◆ **Passage for review**
▽

Friday, June 13, 2014

Applied Shared Value Creation: What Nestlé’s Botox-Strategy tells us


“Nestlé rejuvenates itself with Botox”. The Sunday papers were downright euphoric about the strategic reorientation of Nestlé. With the Nespresso model in mind, Nestlé is moving away from mass-produced consumer goods such as Maggi soup cubes and going towards more exclusive products. With targeted acquisitions, the gigantic enterprise, which many regard as cumbersome, is establishing a lucrative new foothold with its newly founded division Nestlé Skin Health. The journal also took away my suspicion that the nerve poison Botox might just get a euphemistic covering by calling the division Skin Health – at least half of the Botox applications are reportedly being used for medical reasons. The strategic move is thus convincing at first glance: Together with Skin Health, Nestlé is strengthening its Health Science sector, which produces food for lifestyle disease prevention.

The strategy follows the credo of “Shared Value Creation” that Nestlé has developed and internalized in collaboration with the strategy guru Michael Porter. The concept aims at no less than reorienting capitalism: Companies should search and find solutions to pressing social issues. The panacea Botox might indeed relief some of our everyday problems and thus create social value. It is supposed to not only flatten wrinkles temporarily, but also to be effective in the treatment of e.g. urinary incontinence, arthritis or premature ejaculation.

△

◆ **Problem requirements**
Please pick up the blog post on Nestlé's Botox strategy and Shared Value Creation right after its last sentence, about Botox treating urinary incontinence, arthritis or premature ejaculation, and keep writing it in the same voice.

◆ **Extracted entries**
▽

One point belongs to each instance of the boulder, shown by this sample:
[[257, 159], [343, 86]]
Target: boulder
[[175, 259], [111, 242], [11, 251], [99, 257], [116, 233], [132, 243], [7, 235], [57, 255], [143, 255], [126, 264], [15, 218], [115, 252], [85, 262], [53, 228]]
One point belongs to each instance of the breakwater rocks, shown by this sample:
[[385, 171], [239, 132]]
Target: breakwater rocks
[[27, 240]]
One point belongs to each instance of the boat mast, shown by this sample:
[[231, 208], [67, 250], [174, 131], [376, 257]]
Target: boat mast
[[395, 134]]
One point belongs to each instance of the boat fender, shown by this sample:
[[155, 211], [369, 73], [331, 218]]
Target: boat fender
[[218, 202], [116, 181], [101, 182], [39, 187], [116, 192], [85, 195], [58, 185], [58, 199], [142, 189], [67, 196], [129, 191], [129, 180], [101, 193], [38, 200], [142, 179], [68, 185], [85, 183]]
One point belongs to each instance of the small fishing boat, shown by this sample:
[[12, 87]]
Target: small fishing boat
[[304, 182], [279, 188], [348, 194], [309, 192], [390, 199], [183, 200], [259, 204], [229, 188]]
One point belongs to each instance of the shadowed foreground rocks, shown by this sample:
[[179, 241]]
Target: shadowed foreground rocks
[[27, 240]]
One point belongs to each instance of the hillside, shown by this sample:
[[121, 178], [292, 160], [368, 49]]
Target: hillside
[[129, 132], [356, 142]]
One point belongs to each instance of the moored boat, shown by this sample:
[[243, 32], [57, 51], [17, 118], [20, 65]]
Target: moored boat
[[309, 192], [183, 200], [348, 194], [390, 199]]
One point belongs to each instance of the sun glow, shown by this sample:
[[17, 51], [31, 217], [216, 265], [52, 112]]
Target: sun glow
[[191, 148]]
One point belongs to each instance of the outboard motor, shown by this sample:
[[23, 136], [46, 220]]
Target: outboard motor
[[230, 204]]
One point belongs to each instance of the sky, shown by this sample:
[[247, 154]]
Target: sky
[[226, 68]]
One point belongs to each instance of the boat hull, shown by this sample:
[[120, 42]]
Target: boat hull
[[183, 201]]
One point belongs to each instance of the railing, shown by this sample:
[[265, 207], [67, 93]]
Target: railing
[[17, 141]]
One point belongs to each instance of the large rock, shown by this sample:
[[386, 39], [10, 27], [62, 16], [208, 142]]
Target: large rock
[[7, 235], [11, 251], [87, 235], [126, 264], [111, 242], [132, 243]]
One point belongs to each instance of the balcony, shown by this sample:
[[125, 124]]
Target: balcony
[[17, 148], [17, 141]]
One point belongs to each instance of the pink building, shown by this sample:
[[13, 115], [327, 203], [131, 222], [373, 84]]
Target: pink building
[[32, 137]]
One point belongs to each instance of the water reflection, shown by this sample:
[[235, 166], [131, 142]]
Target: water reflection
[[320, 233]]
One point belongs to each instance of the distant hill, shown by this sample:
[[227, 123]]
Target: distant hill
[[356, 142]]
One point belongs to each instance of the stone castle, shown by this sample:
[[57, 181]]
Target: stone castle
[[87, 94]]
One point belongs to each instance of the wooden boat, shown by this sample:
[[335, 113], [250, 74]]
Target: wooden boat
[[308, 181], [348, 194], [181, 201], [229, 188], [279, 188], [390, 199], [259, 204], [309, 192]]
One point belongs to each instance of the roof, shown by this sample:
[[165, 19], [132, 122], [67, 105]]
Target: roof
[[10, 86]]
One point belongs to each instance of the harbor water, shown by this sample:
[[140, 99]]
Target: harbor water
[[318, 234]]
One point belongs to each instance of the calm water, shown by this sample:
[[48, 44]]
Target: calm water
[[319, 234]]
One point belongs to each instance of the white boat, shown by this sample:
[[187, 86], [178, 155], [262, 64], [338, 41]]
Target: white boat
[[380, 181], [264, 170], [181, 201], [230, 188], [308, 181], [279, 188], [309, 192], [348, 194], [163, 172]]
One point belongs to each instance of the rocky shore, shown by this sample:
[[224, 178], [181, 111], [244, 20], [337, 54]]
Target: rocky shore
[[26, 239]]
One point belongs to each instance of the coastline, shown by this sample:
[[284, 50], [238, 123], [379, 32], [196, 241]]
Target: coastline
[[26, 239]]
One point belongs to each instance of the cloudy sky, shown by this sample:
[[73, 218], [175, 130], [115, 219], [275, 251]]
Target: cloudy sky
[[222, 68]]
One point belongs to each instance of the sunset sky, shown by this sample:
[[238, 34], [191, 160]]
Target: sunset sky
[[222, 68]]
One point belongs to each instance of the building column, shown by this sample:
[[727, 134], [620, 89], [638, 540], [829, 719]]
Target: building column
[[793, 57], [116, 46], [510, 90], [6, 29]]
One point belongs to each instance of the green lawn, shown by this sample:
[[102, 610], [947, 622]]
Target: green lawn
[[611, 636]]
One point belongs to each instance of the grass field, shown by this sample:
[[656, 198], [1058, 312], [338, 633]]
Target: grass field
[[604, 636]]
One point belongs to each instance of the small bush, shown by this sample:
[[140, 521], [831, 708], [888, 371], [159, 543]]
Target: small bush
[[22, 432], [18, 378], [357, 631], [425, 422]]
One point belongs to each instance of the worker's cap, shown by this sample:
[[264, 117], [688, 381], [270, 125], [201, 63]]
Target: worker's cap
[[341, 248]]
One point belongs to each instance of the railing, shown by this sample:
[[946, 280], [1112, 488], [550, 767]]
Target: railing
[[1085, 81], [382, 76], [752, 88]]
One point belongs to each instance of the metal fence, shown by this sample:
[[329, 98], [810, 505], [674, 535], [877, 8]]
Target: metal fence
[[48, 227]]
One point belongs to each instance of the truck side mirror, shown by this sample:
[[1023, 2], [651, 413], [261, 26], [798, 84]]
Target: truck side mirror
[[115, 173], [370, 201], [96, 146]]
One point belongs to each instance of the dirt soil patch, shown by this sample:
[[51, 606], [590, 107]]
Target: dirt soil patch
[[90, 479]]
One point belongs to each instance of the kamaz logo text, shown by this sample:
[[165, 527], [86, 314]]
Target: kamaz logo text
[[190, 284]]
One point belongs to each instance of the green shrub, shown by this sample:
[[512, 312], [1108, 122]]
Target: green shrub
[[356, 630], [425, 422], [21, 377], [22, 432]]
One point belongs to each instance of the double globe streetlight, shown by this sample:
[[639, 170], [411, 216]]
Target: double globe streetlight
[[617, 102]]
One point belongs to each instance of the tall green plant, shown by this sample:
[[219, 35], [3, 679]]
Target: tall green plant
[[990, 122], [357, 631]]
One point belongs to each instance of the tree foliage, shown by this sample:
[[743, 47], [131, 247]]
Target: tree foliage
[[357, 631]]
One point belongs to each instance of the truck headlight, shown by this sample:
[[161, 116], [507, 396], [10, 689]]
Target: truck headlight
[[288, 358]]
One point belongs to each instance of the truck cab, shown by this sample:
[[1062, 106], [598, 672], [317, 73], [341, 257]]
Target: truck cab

△

◆ **Result**
Nevertheless, Nestlé’s reorientation also reveals the pronounced symptoms of the strategic concept of “Shared Value Creation”: It is cherry picking the problems. On the strategic level, attention is only paid to the problems whose solution can be transformed into high-margin products. In addition, as one commentator in the same paper argued, Nestlé is fostering its connection to a specific stakeholder group: the baby boomers. When they were born, Nestlé was fighting for supremacy in the baby food market. As they now got wrinkles and lines, Nestlé is again caring about the worries of the strongest financial force in society. Nestlé is not rejuvenating but aging together with its preferred stakeholder group.